* [TEXT PROVIDED]

Safe and Effective Fine-grained TCP Retransmissions for Datacenter Communication

Vijay Vasudevan (Carnegie Mellon University), Amar Phanishayee (Carnegie Mellon University), Hiral Shah (Carnegie Mellon University), Elie Krevat (Carnegie Mellon University), David Andersen (Carnegie Mellon University), Greg Ganger (Carnegie Mellon University), Garth Gibson (Carnegie Mellon University and Panasas, Inc), Brian Mueller (Panasas, Inc.)

· Timeout delay in TCP is big – 200 ms could be a big problem for datacenters.

· Some datacenter applications are very sensitive to these 200ms timeouts.

· Solution: enable microsecond retx (being safe in the wide area).

· Datacenter environment: 1-10Gbps, commodity Ethernet switches, and 10-100 microseconds latency.

· In a datacenter environment, 1 TCP timeout means more than 1000 RTTs...

· Long periods of idle links due to these high timeouts

· Other TCP variants did not prevent TCP timeouts.

· Timeouts also increase latency

· The solution: Microsecond TCP retransmissions

· 1st solution: simple one line change in Linux (eliminate minRTO). It improves throughput, but still not microsecond RTO.

· Requirements for microsecond RTO: TCP must track RTT in microseconds (timestamp option). Efficient high resolution kernel timers (use HPET for efficient interrupt signalling).

· They were able to provide high throughput sustained for up to 47 servers.

· Is it safe? One has to look at the interaction with delayed ACK, and the performance in the wide area.

* [TASK LIST]
**A.** Please retype the notes on TCP retransmissions between "Safe and Effective" and "problem for datacenters.", inclusive.
**B.** In the notes on TCP retransmissions, how many servers sustained high throughput?
**C.** Write the next part of the notes on TCP retransmissions, starting after their final bullet.
The records after this point are separate material, unrelated to the notes on TCP retransmissions.

* [DATA]
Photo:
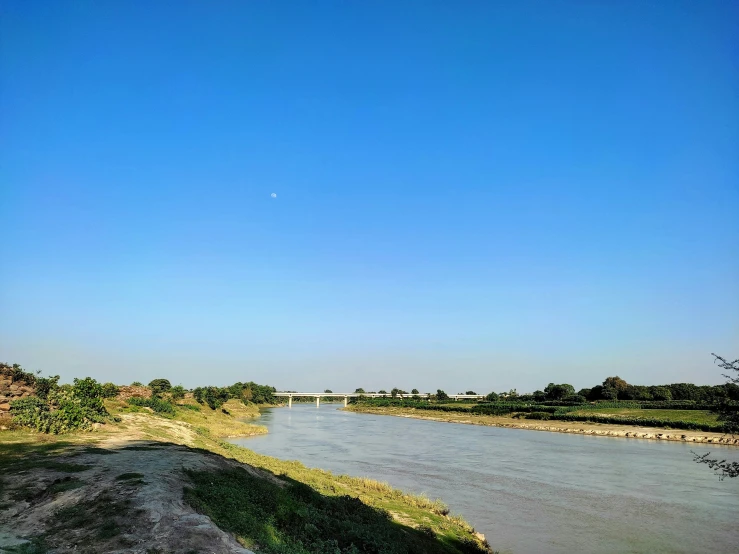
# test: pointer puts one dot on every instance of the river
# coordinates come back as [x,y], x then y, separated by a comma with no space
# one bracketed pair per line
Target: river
[530,492]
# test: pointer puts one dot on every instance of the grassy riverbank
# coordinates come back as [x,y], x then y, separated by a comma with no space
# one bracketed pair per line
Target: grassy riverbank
[579,427]
[99,491]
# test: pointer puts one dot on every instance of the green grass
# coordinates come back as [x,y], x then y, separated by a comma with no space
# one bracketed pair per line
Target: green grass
[694,416]
[293,518]
[129,476]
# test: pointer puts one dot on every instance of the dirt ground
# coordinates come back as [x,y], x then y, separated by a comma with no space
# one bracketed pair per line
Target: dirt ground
[92,498]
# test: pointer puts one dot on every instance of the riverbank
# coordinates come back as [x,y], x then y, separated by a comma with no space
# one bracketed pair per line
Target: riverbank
[148,483]
[582,428]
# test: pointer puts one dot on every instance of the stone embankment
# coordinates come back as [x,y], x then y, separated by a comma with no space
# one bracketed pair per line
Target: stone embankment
[581,428]
[673,435]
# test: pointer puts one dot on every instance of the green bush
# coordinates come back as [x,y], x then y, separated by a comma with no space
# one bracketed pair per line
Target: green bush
[157,404]
[177,392]
[63,409]
[110,390]
[160,386]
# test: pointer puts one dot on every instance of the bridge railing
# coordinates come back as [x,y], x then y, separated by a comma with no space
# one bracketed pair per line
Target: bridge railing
[374,395]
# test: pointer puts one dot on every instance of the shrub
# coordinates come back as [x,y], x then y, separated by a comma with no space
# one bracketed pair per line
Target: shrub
[155,403]
[160,386]
[110,390]
[63,409]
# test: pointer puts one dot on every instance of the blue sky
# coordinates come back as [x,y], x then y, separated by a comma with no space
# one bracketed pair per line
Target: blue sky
[483,195]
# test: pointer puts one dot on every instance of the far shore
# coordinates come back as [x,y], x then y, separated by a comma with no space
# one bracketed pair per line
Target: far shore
[581,428]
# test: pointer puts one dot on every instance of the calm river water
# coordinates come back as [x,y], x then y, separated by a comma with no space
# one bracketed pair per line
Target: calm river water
[528,491]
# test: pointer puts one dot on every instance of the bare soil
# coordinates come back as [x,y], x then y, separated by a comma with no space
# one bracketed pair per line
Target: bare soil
[129,499]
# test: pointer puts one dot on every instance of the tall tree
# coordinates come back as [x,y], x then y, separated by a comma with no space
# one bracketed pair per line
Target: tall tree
[730,416]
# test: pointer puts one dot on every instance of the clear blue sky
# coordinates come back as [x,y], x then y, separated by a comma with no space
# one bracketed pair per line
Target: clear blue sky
[480,195]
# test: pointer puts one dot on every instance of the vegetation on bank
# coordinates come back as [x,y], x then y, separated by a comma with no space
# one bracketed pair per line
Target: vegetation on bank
[286,509]
[62,408]
[611,412]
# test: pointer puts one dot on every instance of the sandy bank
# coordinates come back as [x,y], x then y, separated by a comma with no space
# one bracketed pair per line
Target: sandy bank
[582,428]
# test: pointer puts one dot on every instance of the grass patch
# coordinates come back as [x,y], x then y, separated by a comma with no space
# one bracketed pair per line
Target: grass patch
[693,416]
[65,484]
[36,545]
[296,519]
[129,476]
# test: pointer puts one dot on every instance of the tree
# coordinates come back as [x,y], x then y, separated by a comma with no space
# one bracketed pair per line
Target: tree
[160,386]
[731,423]
[660,393]
[110,390]
[615,383]
[558,392]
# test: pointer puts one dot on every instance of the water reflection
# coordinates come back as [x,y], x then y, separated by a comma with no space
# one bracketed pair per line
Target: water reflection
[528,491]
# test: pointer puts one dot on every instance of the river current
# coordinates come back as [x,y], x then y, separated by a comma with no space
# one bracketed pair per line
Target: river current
[527,491]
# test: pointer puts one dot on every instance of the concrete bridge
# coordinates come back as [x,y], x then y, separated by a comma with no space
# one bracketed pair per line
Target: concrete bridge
[347,395]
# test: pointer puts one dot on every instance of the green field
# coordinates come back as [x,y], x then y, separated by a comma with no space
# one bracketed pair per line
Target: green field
[693,416]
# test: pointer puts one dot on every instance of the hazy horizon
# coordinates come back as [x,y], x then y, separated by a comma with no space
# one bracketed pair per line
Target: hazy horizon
[473,196]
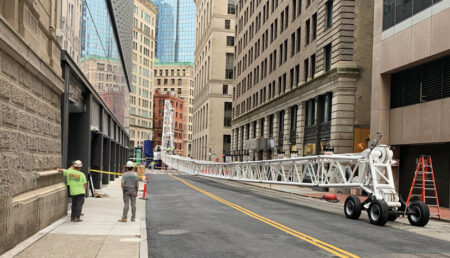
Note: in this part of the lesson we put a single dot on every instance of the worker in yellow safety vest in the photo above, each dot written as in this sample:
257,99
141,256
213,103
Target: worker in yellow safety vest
76,180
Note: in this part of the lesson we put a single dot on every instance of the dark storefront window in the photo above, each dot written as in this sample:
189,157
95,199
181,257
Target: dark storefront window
261,127
396,11
281,128
293,129
426,82
271,118
228,113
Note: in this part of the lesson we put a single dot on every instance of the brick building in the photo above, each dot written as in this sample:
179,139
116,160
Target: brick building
303,73
158,118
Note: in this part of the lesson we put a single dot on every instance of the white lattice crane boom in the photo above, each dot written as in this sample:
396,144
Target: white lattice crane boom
369,170
168,127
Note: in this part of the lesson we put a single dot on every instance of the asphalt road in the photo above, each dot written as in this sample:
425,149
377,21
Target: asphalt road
190,216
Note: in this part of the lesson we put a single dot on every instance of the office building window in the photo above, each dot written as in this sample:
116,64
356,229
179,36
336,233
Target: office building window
231,7
306,70
230,41
291,78
281,128
396,11
329,10
313,65
261,127
271,119
426,82
327,51
314,26
227,114
308,31
293,128
292,44
229,66
310,113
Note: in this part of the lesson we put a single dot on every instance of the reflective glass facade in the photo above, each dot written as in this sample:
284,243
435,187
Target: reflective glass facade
97,36
175,30
100,60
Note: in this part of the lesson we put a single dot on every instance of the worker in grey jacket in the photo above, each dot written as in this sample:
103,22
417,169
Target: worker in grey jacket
130,187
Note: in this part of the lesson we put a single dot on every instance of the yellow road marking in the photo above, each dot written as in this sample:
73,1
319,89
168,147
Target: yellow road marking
314,241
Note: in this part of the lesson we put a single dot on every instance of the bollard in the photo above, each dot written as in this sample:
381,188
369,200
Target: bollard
145,189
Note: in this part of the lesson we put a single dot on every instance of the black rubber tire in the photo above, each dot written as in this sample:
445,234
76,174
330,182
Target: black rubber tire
392,217
378,212
352,207
422,215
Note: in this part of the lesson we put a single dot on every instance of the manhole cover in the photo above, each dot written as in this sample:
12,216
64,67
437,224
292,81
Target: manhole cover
173,232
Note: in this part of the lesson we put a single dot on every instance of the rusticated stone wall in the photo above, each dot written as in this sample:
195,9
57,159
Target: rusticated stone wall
32,195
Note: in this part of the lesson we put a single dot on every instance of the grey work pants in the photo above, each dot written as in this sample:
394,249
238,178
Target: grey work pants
129,194
77,205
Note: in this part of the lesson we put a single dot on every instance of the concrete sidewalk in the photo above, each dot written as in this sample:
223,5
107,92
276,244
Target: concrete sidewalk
98,235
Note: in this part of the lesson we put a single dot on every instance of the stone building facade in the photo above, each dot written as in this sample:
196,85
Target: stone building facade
411,87
141,96
178,117
303,74
214,57
32,195
179,79
108,78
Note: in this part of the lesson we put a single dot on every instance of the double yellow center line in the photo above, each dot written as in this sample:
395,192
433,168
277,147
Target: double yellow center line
314,241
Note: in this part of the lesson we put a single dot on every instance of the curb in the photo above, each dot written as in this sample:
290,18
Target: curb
34,238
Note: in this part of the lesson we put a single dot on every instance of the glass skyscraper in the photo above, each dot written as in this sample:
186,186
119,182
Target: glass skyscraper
97,36
175,30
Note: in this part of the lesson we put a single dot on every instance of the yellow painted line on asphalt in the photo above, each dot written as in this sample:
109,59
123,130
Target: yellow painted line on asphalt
314,241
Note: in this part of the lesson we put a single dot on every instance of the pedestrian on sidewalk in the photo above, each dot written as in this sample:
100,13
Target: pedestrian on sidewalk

* [OUTPUTS BY TASK]
**A.**
Safe and Effective Fine-grained TCP Retransmissions for Datacenter Communication

Vijay Vasudevan (Carnegie Mellon University), Amar Phanishayee (Carnegie Mellon University), Hiral Shah (Carnegie Mellon University), Elie Krevat (Carnegie Mellon University), David Andersen (Carnegie Mellon University), Greg Ganger (Carnegie Mellon University), Garth Gibson (Carnegie Mellon University and Panasas, Inc), Brian Mueller (Panasas, Inc.)

· Timeout delay in TCP is big – 200 ms could be a big problem for datacenters.

**B.** Up to 47 servers.

**C.**
· Better performance with delayed ACK disabled.

· Is it safe for the wide area? Potential concerns: stability (could we cause congestion collapse?), and performance (do we oftenb timeeout unnecessarily?)

· Stability is preserved, because timeouts retain exponential backoff and spurious timeouts slow rate of transfer.

· Today’s TCP has mechanisms to detect spurious timeouts (using timestamp) and to recover from spurious timeour (forward RTO), and they are both implemented widely.

· They analysed wide area performance without minRTO, to see if it harms the wide area. They didn’t find any difference in throughput. Reason? Few total timeouts (supuious or legitimate).

Matchmaking for Online Games and Other Latency-Sensitive P2P Systems

Sharad Agarwal (Microsoft Research), Jacob R. Lorch (Microsoft Research)

· Latency is the main factor to be aware of in multiplayer online games.

· Predicting latency would help.

· They have an extensive matchmaking trace.

· Current approaches: geolocation, and network coordinate system. They mix both to get Htrae.

· Weakness of geolocation: inflexible. Weakness of network coordinate systems: sensitive to initial conditions (takes a while to converge).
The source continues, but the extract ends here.